▶ **Supplied text**:
How to keep the 'green' in the Green Investment Bank?

Brexit, angry MPs, a court challenge and now a surprise general election. If the UK government had any doubts about selling the UK Green Investment Bank, it has had plenty of opportunities to ditch the deal. But no such ditching has occurred.

On Thursday, UK government minister Nick Hurd confirmed the worst-kept secret in renewable energy finance: Australian bank Macquarie is set to buy UK GIB for £2.3bn. But the announcement has not answered concerns about the future of GIB’s mission, even while trying to quell fears that Macquarie will 'asset-strip' the bank.

The green bank was set up in 2012 to mobilise £3.8bn of government cash, and back renewables projects using nascent technologies that commercial banks saw as too risky. A bold move, a world first and it has since mobilised investment of £12bn.

This helped establish the UK as the world’s largest offshore wind market. And you can plot a course between that early financial support provided by UK GIB, industrialisation of the offshore wind sector, and the zero-subsidy proposals we now see in Germany.

We now see no shortage of financial institutions looking to invest in offshore wind. If anything, investors are too blasé about the risks of building huge wind farms further and further offshore. So, for offshore wind, you could argue the GIB’s job is done.

▶ **Problems to solve**:
1: In the Green Investment Bank article, what price is Macquarie set to pay for UK GIB?
2: In the Green Investment Bank article, shorten the paragraph beginning "The green bank was set up in 2012" to one sentence that keeps its main facts.
3: List every event the Green Investment Bank article names as an opportunity for the UK government to drop the sale.

▶ **Records excerpted from a collection**:

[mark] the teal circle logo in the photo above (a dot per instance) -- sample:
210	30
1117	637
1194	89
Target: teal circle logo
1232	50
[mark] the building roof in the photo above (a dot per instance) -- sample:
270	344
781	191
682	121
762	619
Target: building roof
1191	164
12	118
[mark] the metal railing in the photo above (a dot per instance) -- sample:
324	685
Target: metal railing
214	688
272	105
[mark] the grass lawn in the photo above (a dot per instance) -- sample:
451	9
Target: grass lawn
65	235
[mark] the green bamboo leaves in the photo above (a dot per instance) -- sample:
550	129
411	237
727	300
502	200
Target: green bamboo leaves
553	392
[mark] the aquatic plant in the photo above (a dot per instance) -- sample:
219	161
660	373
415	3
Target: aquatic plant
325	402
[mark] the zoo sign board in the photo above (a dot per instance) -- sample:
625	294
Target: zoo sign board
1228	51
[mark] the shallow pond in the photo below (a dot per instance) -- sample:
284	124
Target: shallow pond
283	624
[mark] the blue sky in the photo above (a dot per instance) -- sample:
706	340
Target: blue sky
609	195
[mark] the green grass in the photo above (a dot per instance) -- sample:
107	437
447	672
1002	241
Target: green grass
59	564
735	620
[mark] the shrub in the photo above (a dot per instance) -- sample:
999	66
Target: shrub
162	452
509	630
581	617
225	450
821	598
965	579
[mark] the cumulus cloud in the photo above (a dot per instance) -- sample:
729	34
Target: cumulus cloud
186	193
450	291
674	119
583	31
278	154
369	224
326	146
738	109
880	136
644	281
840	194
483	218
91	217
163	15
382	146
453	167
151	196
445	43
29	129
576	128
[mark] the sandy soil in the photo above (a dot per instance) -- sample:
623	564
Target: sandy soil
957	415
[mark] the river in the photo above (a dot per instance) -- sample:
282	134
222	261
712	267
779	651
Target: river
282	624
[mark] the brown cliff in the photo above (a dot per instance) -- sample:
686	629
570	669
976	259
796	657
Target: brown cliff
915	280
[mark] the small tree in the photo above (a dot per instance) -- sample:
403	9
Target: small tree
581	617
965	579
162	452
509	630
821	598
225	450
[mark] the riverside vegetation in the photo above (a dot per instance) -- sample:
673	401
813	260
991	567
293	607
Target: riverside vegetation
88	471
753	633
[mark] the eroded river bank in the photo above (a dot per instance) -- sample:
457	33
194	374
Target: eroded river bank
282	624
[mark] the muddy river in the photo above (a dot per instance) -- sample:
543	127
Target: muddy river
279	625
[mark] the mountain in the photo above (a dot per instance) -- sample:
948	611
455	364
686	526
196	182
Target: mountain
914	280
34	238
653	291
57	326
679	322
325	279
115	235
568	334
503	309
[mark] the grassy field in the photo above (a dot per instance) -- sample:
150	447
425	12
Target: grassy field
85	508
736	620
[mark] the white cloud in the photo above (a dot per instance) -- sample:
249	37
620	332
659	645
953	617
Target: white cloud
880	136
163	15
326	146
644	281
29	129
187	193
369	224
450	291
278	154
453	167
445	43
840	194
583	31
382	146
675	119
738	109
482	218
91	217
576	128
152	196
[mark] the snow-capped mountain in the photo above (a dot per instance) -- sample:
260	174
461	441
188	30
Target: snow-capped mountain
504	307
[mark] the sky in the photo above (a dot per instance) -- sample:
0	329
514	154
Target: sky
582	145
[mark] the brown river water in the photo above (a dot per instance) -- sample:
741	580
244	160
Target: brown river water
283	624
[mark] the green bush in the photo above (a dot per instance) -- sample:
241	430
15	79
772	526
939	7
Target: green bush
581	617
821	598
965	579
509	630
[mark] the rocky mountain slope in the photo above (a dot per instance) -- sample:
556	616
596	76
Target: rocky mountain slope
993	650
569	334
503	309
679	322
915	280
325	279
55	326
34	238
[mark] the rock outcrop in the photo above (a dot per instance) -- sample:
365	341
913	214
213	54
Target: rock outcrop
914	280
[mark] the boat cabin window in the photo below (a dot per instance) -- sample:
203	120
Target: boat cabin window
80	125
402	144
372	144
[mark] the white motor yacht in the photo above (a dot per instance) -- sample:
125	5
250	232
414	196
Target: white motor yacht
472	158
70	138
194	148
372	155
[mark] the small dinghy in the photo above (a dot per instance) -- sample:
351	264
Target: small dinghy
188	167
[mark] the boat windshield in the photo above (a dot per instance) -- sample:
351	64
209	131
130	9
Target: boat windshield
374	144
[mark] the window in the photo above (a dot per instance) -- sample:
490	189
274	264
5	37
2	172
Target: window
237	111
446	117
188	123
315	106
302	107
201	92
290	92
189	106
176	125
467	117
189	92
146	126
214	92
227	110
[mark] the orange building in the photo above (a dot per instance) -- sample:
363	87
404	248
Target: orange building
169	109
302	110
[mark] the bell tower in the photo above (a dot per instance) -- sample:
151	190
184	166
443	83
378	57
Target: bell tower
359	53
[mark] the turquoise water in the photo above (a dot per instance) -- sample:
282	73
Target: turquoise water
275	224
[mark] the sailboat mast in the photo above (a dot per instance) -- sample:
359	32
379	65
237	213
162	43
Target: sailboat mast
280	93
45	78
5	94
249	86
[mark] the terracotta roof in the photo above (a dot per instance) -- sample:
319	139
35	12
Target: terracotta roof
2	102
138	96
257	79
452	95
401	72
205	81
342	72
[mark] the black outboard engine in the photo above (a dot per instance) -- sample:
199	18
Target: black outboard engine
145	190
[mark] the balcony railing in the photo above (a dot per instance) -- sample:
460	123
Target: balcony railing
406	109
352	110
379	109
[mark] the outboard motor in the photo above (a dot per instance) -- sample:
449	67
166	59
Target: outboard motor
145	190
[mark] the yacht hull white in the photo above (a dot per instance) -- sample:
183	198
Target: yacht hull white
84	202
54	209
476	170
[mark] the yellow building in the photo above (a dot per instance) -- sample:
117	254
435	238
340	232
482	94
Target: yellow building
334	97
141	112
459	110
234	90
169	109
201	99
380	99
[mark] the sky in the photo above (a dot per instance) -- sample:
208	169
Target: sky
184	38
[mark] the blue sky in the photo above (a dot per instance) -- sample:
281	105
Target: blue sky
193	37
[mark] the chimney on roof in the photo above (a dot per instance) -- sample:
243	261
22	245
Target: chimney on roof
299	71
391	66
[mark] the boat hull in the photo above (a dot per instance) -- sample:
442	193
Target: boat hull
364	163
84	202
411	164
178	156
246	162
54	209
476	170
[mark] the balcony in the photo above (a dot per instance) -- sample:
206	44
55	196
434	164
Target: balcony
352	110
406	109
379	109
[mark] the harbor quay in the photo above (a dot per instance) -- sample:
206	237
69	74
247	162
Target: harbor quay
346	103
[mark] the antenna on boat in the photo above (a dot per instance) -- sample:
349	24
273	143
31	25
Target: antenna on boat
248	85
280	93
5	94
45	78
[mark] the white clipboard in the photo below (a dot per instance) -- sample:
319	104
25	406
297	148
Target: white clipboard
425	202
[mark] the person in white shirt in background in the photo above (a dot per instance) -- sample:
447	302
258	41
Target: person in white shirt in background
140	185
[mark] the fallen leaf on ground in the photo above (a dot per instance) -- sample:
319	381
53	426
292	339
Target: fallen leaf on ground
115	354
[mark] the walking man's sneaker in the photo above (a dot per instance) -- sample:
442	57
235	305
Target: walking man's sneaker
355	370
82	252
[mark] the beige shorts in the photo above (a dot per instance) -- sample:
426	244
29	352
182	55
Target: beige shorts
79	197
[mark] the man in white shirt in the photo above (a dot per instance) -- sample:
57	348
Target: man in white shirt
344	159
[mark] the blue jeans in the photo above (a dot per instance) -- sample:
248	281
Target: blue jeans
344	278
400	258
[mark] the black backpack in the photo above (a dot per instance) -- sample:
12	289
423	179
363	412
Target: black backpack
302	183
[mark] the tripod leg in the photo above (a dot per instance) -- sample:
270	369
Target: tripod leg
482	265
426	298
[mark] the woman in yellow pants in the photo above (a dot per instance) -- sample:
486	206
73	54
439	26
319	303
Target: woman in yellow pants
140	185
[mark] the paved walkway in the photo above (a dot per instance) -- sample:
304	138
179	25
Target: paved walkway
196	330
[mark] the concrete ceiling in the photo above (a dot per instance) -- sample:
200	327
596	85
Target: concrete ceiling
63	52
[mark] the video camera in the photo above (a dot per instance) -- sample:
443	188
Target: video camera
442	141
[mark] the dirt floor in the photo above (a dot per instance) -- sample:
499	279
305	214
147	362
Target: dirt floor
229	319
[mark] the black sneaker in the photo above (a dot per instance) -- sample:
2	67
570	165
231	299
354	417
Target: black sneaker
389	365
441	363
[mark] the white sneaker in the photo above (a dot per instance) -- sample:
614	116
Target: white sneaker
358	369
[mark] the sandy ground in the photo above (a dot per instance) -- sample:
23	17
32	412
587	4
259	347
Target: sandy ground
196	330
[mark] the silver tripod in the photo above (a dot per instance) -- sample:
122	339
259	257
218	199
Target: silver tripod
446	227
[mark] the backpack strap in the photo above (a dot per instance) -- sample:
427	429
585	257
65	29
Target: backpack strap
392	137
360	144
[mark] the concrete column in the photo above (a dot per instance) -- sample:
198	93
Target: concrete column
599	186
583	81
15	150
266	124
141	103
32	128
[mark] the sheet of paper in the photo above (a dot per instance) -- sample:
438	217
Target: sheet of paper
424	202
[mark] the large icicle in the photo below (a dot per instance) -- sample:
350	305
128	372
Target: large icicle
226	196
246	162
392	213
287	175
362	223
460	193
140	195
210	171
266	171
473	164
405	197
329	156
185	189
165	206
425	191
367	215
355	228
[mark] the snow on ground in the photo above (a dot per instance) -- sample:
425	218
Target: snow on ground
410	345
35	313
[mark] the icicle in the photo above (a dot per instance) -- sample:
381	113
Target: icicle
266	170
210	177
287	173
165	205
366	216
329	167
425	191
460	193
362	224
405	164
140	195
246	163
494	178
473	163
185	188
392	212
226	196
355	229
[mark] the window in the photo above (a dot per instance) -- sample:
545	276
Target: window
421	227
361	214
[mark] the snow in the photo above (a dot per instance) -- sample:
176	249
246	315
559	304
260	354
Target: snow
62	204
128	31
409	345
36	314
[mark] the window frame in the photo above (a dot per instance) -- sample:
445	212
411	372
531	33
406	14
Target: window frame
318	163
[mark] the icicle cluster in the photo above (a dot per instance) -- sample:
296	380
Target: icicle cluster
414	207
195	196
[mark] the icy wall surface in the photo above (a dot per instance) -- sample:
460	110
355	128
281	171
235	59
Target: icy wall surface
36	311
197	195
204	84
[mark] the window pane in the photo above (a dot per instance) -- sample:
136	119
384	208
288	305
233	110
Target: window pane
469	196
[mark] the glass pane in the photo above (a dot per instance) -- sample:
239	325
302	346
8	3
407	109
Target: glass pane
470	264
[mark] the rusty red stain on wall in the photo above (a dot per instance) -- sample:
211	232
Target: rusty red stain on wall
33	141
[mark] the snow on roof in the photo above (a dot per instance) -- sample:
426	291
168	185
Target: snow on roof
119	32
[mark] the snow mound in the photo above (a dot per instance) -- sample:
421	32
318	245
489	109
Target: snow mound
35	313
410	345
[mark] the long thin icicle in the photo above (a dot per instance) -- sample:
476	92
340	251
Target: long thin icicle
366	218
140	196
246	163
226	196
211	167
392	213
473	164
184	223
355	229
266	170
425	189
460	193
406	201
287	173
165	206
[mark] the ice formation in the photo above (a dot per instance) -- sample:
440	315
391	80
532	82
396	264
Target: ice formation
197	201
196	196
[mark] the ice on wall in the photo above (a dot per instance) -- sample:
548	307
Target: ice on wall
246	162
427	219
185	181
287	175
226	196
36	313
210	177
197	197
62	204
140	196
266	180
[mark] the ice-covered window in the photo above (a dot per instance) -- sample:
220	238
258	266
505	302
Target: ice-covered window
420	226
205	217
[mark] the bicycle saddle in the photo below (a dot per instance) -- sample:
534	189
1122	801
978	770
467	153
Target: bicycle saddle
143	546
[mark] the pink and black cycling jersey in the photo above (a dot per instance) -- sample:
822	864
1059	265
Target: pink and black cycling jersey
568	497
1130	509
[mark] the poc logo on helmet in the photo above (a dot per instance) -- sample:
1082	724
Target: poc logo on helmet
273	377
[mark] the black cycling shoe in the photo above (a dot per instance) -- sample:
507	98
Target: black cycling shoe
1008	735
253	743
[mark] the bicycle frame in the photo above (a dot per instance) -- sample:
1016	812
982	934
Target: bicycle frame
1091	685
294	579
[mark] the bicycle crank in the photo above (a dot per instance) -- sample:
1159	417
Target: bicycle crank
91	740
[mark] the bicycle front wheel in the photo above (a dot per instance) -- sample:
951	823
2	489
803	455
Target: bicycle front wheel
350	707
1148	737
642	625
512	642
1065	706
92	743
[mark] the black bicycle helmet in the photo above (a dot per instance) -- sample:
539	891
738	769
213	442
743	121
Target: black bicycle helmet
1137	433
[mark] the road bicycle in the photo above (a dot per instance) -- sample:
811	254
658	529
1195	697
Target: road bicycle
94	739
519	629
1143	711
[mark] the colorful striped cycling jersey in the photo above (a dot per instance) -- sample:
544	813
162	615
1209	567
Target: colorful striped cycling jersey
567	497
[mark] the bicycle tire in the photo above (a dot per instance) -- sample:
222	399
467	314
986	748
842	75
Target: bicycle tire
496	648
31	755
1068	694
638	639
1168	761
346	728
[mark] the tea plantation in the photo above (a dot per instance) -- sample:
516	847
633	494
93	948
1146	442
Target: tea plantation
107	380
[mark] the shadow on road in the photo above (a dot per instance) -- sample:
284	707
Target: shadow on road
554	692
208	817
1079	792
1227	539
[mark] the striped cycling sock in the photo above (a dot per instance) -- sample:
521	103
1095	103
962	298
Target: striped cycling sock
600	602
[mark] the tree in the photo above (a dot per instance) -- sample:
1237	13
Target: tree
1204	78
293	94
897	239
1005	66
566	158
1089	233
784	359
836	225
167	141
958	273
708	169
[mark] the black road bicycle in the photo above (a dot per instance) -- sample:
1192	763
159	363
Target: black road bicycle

▶ **Answers below**:
1: £2.3bn

2: Set up in 2012 to mobilize £3.8bn of government cash and back renewables projects using nascent technologies that commercial banks considered too risky, the bold, world-first green bank has since mobilized £12bn of investment.

3:
- Brexit
- Angry MPs
- A court challenge
- A surprise general election